Texto fornecido ::
◆ ◆ ◆ ◆ ◆ ◆ ◆
A propósito deste projeto, Raul Lino escreve35:

[...] Como digo sempre, as obras de arquitectura são o produto de um consórcio entre o arquitecto e a entidade que as encomenda. Se se entendem bem, a criação sai escorreita; quando não há entendimento, o resultado é defeituoso se não mesmo aleijado.

[...] o que me surpreendeu foi o Conde Armand dizer-me que não desejava que eu fizesse um só traço do projecto sem ter primeiro gozado uma noite de luar no sítio onde tencionava fazer a sua casa.

[...] o resultado lá está; e percebe-se no todo o gosto académico e meridional que agradava àquele francês civilizado.

O início do século XX constituiu-se como um período particularmente fértil no que respeita à discussão sobre os valores da arte e da arquitetura em Portugal. Numa busca ansiosa pela “modernidade”, encabeçada por uma burguesia sedenta de afirmação social, tomam fôlego as modas ditadas por Paris e, em consequência, todo um formulário afrancesado impregna a encomenda arquitetónica. As propostas de Ventura Terra, formado na École Nationale et Spéciale des Beaux-Arts, em Paris, representam bem as tendências que ganhavam espaço numa Lisboa muito permeável às novas correntes.
◆ ◆ ◆ ◆ ◆ ◆ ◆
Material fornecido ::
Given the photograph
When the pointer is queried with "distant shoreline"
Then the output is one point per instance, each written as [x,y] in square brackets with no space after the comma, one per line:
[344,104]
◆ ◆ ◆ ◆ ◆ ◆ ◆
Tarefas do exercício ::
**A.** Devolva, sem qualquer alteração, o trecho do texto sobre a arquitetura em Portugal que começa nas palavras "[...] Como digo" e termina em "a sua casa.".
**B.** Retome o texto sobre a arquitetura em Portugal e dê-lhe continuidade a partir da última frase apresentada.

Resultados do exercício ::
**A.**
[...] Como digo sempre, as obras de arquitectura são o produto de um consórcio entre o arquitecto e a entidade que as encomenda. Se se entendem bem, a criação sai escorreita; quando não há entendimento, o resultado é defeituoso se não mesmo aleijado.

[...] o que me surpreendeu foi o Conde Armand dizer-me que não desejava que eu fizesse um só traço do projecto sem ter primeiro gozado uma noite de luar no sítio onde tencionava fazer a sua casa.

**B.**
Figura 10

 

À primeira vista, seria de esperar que o conde de Armand, ele mesmo francês, tivesse uma maior familiaridade com uma arquitetura mais “beauxartiana”, ou mesmo que procurasse qualquer uma das reproduções da arquitetura de veraneio que se diversificava já nesta altura em Cascais. Mas Raul Lino, como bem refere Rui Garcia Ramos, “projectou a Casa da Quinta da Comenda, sem preconceitos formais ou estilísticos, numa arquitectura balnear de influência clássica, com um misto de sabedoria e refinamento, perfeita na localização sobre a baía de Setúbal e na adaptação da organização interna ao programa moderno”36. Rui Ramos, eventualmente na procura de uma arquitetura balnear com invariantes formais em locais e países diversos, encontra na Villa Kérylos (1902-1908), projetada por Emmanuel Pontrémoli para um promontório semelhante na Riviera Francesa, características muito semelhantes às da casa da Comenda, ainda que esta última, em nosso entender, expresse, sobretudo na estrutura porticada da sua loggia, um gosto mais italianizante.

 

Figura 11

 

No entanto, a atitude de Raul Lino neste projeto rejeita claramente o imobilismo da ideia do estilo único, bem como qualquer tipo de revivalismo, procurando, sim, a relação orgânica entre a construção e a vida, adequando o espaço projetado ao lugar e aos seus habitantes.

E, efetivamente, “aquele francês civilizado” parece ter compreendido perfeitamente o espírito da luxuriante paisagem da Arrábida, e a necessidade de implantar ali um edifício que não lhe tomasse o protagonismo, mas que nela se integrasse, como se de um seu elemento natural se tratasse.

Para Raul Lino, cuja vida foi sobretudo dedicada ao estudo da “casa”, e que procurou sempre um contacto direto com a sua tão amada “natureza”, a encomenda do projeto da casa de Abel Armand, numa das mais belas localizações da costa portuguesa, ter-lhe-á surgido, seguramente, como uma oportunidade irrecusável para planear um “casamento” perfeito entre a sua obra e a natureza.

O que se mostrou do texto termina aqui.